**RECORD EXCERPTS:**
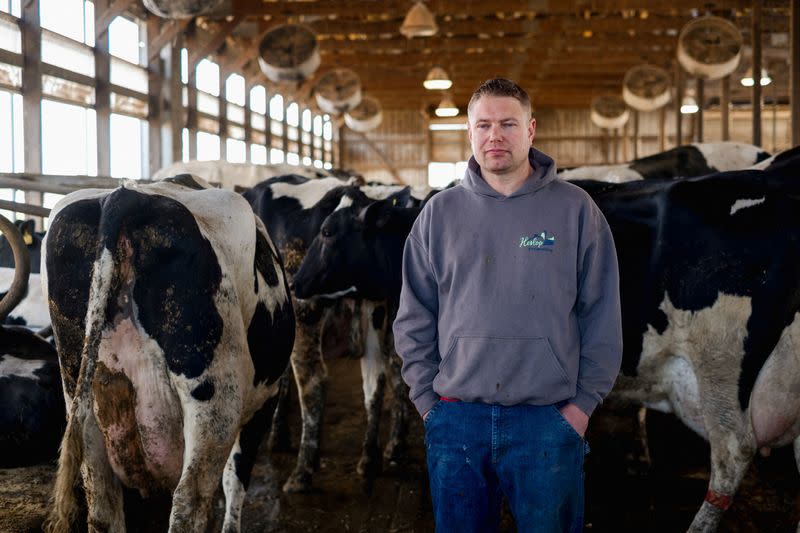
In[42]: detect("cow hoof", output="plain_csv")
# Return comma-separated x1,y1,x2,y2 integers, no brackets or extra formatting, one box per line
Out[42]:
267,434,295,453
283,473,311,493
383,445,403,467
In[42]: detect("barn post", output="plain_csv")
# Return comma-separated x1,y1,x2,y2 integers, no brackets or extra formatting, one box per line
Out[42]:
789,0,800,146
147,15,164,176
751,0,763,146
719,75,731,141
22,0,42,220
94,0,111,176
696,76,706,142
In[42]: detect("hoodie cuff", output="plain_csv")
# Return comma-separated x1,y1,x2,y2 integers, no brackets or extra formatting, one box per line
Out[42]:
568,388,600,416
413,389,439,416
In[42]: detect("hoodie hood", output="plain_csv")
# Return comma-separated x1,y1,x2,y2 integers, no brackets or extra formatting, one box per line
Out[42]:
461,148,556,200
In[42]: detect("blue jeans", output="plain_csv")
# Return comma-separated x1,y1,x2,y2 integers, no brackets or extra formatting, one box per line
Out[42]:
425,400,588,533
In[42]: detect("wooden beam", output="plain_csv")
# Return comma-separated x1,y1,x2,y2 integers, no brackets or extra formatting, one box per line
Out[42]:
674,61,684,146
695,77,706,142
21,0,42,177
719,75,731,141
189,15,243,71
789,0,800,146
94,0,111,176
147,19,192,58
751,0,762,146
94,0,136,40
231,0,749,18
169,35,185,162
148,14,163,176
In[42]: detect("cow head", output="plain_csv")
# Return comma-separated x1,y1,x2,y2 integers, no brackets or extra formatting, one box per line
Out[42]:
293,189,419,299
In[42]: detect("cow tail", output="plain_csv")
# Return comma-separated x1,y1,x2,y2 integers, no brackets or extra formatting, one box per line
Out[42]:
44,214,122,533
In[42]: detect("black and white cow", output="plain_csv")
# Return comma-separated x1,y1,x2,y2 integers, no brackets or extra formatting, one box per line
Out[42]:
244,175,409,492
558,141,770,183
42,175,294,532
294,153,800,531
0,217,65,467
0,220,50,330
0,220,44,274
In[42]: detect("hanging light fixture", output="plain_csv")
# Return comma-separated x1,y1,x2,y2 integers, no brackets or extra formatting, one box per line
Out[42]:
741,67,772,87
434,96,458,117
400,2,439,39
422,67,453,91
681,94,700,115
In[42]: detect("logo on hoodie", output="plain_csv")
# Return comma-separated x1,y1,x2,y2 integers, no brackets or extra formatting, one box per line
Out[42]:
519,231,556,252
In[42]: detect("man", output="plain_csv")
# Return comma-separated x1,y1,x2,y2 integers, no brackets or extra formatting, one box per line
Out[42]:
394,79,622,533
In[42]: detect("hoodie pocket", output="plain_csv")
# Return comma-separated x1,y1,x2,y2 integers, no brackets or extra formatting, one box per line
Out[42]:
434,336,575,405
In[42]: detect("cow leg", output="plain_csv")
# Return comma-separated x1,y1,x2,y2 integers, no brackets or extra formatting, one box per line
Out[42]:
356,337,386,490
636,407,653,468
383,344,409,465
222,394,280,533
81,413,125,533
267,366,292,452
283,313,328,492
688,432,756,533
169,391,242,533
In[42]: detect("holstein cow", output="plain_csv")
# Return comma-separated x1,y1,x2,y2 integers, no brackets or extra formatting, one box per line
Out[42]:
294,154,800,531
244,175,409,492
42,175,294,532
151,161,340,190
0,220,44,274
0,217,65,468
558,142,770,183
0,220,50,330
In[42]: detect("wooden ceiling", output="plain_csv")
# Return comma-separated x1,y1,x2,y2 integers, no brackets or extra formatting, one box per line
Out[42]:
130,0,790,110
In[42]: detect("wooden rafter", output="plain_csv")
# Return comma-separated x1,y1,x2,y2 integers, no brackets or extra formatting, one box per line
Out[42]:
94,0,136,39
147,19,192,60
189,15,243,72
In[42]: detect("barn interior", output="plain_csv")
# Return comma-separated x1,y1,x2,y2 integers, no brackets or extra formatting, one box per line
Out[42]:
0,0,800,532
0,0,799,205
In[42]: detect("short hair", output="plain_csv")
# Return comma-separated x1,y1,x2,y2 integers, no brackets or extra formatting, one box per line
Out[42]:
467,78,532,119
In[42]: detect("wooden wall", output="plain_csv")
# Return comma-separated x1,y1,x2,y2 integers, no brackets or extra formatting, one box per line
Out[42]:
341,105,791,185
340,109,431,186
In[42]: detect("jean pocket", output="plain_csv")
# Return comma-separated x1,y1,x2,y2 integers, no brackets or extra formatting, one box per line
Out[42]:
550,405,589,442
422,400,442,428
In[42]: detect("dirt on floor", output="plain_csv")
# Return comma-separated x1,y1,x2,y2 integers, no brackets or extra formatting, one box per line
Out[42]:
0,359,800,533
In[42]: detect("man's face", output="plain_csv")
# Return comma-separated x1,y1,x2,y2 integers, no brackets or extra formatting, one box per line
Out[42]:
467,96,536,175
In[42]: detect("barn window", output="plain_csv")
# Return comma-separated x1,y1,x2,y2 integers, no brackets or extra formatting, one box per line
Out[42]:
110,113,147,179
269,94,283,120
250,85,267,114
0,90,25,172
195,59,219,97
197,131,220,161
0,12,22,54
286,102,300,126
42,29,94,77
250,144,267,165
225,139,247,163
39,0,94,45
42,99,97,176
181,128,189,163
108,17,144,65
181,48,189,83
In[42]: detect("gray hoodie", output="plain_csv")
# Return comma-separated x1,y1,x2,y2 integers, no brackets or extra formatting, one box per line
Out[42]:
394,148,622,415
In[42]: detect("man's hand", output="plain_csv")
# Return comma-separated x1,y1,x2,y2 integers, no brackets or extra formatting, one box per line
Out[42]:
560,403,589,437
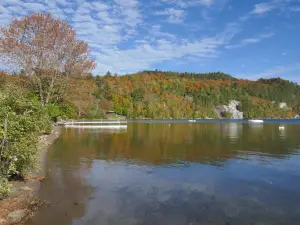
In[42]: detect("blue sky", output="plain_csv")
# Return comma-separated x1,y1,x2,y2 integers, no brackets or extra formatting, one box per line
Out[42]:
0,0,300,83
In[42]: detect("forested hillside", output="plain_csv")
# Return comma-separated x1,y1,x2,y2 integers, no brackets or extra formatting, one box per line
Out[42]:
92,71,300,118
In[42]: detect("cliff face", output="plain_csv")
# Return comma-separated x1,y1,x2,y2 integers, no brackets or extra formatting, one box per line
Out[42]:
216,100,244,119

**AIM OF THE EXERCISE:**
Substitute "csv_lines" for every "plain_csv" in all of the data above, leave everything else unchanged, and omit the pictures from your answer.

**SOLUTION BELOW:**
In[42]: detect("cow hoof", output="csv_lines")
# Return comma-separated x1,y1,x2,y2 integers, no brackets or extra formatting, one box per line
Out[42]:
267,434,295,453
283,473,311,493
383,445,403,467
In[42]: detect("barn post", output="csv_lines")
# Return comma-separated x1,y1,x2,y2 integers, no brackets or extra formatting, one box per line
Out[42]:
789,0,800,146
147,15,164,176
751,0,763,146
719,75,731,141
22,0,42,220
94,0,111,176
696,76,706,142
In[42]: detect("hoodie cuff", output="csv_lines")
# Return comma-separated x1,y1,x2,y2 integers, no brackets or extra formatting, one box per line
Out[42]:
568,388,600,416
413,389,439,416
In[42]: detect("hoodie hood", output="csv_lines")
# Return comma-separated x1,y1,x2,y2 integers, no brackets or extra formatting, one box per line
Out[42]:
461,148,556,200
In[42]: detect("blue jeans", output="csv_lines")
# Return comma-separated x1,y1,x2,y2 integers, no brackets or extra formatting, one box per line
Out[42]:
425,400,588,533
In[42]: detect("wooden beam", output="csv_lines")
# Return comma-separated x1,y1,x2,y2 integers, no brackets or extra formatting, one box per line
Out[42]:
674,61,684,146
695,77,706,142
21,0,42,177
719,75,731,141
189,15,243,71
789,0,800,146
94,0,111,176
147,19,192,58
751,0,762,146
94,0,136,40
231,0,749,18
169,35,185,162
148,14,163,176
In[42]: detect("cow head", output="csv_lines")
# Return comma-separated x1,y1,x2,y2 integers, no brackets or extra formatting, one box per line
Out[42]:
293,189,419,299
In[42]: detect("cow tail", output="csv_lines")
# Return comma-separated x1,y1,x2,y2 integers, no brackets or extra formatting, one box per line
Out[42]:
44,214,122,533
In[42]: detect("black and white cow", output="csv_lines")
# Return comma-separated x1,y1,x2,y2 integers, no brackets or extra formatting, one box per line
Out[42]:
244,175,409,492
558,141,770,183
42,175,294,532
294,153,800,531
0,217,65,467
0,220,50,330
0,220,44,274
In[42]: detect("hanging light fixture", output="csv_lines")
# Return comma-separated x1,y1,x2,y2 integers, no brackets or extra formatting, one box per line
Out[42]:
741,67,772,87
434,96,458,117
400,2,439,39
422,67,453,91
681,94,700,115
In[42]: detect("logo on hoodie", output="csv_lines")
# Return comma-separated x1,y1,x2,y2 integers, no brackets or extra formatting, one box per line
Out[42]:
519,231,556,252
In[42]: detect("man", output="csv_lines")
# Return comma-separated x1,y1,x2,y2 integers, no brackets or extra formatting, one box per line
Out[42]:
394,79,622,533
In[42]: detect("hoodie pocket", output="csv_lines")
# Return comma-separated x1,y1,x2,y2 integers, no brackets or extra formatting, one box per line
Out[42]:
434,336,575,405
In[42]: detect("cow leg", output="csv_lines")
# Return comma-separated x1,y1,x2,y2 integers, no brackets or extra formatting, one box per line
Out[42]:
356,337,386,490
636,407,653,468
383,344,409,465
222,394,280,533
81,413,125,533
267,366,292,452
283,313,328,492
688,432,756,533
169,391,242,533
In[42]: detect("holstein cow", output="csv_lines")
# Return comma-separated x1,y1,x2,y2 integers, no brackets or extra formatting, one box per line
Out[42]:
294,154,800,531
244,175,409,492
42,175,294,532
151,161,340,190
0,220,44,274
0,217,65,468
558,142,770,183
0,220,50,330
In[42]: detect("wooden ceiling", output="csv_lines")
# Return comma-separated x1,y1,x2,y2 integers, no brackets or extra formatting, one box per line
Out[42]:
130,0,790,110
In[42]: detect("wooden rafter", output="csv_lines")
# Return comma-separated x1,y1,x2,y2 integers, no brackets or extra formatting, one box per line
Out[42]:
94,0,136,39
147,19,192,60
189,15,243,72
In[42]: detect("barn interior", output="csv_lines")
# Return comma-separated x1,y1,x2,y2 integers, no brackets or extra formatting, one box per line
Out[42]:
0,0,800,532
0,0,799,205
In[42]: detect("short hair", output="csv_lines")
# Return comma-separated x1,y1,x2,y2 integers, no brackets or extra formatting, one box per line
Out[42]:
467,78,532,119
In[42]: detect("wooden wall", output="csv_lines")
# Return comma-separated x1,y1,x2,y2 integers, no brackets or extra formatting, one box per line
Out[42]:
341,105,791,185
340,109,431,186
In[42]: detect("jean pocket", output="csv_lines")
# Return comma-separated x1,y1,x2,y2 integers, no brackets or extra formatting, one box per line
Out[42]:
550,405,589,442
422,400,442,428
In[42]: detect("dirt on floor", output="csv_lines")
# Return comma-separated x1,y1,x2,y2 integers, no brackets or extra formatting, one box per line
Out[42]:
0,359,800,533
In[42]: detect("man's face", output="csv_lines")
# Return comma-separated x1,y1,x2,y2 integers, no brackets or extra formatting, one box per line
Out[42]:
467,96,536,175
In[42]: detect("barn window", output="csv_lines")
# Return comma-separated x1,y1,x2,y2 integers, no brackets or extra formatting, one box per line
Out[42]:
110,113,147,179
269,94,283,120
250,85,267,114
0,90,25,172
195,59,219,97
197,131,220,161
0,12,22,54
286,102,300,126
42,29,94,77
250,144,267,165
225,139,247,163
39,0,94,45
42,99,97,176
181,128,189,163
108,17,144,65
181,48,189,83
In[42]: detect("gray hoodie", output="csv_lines")
# Return comma-separated x1,y1,x2,y2 integers, no brackets or extra formatting, one box per line
Out[42]:
394,148,622,415
In[42]: detect("man's hand", output="csv_lines")
# Return comma-separated x1,y1,x2,y2 integers, no brackets or extra formatting, one box per line
Out[42]:
560,403,589,437
In[42]: detect("blue sky", output="csv_lines")
# Return comma-separated x1,y1,x2,y2 integers, no brackets or extra formatting, one box per line
Out[42]:
0,0,300,83
In[42]: detect("forested hillside", output="csv_lines")
# Return comma-separated x1,y1,x2,y2 integers, no brackets or extra formatting, one box per line
Out[42]:
92,71,300,118
In[42]: detect("cliff face", output="csv_lines")
# Return comma-separated x1,y1,x2,y2 integers, no brackets or extra formatting, one box per line
Out[42]:
216,100,244,119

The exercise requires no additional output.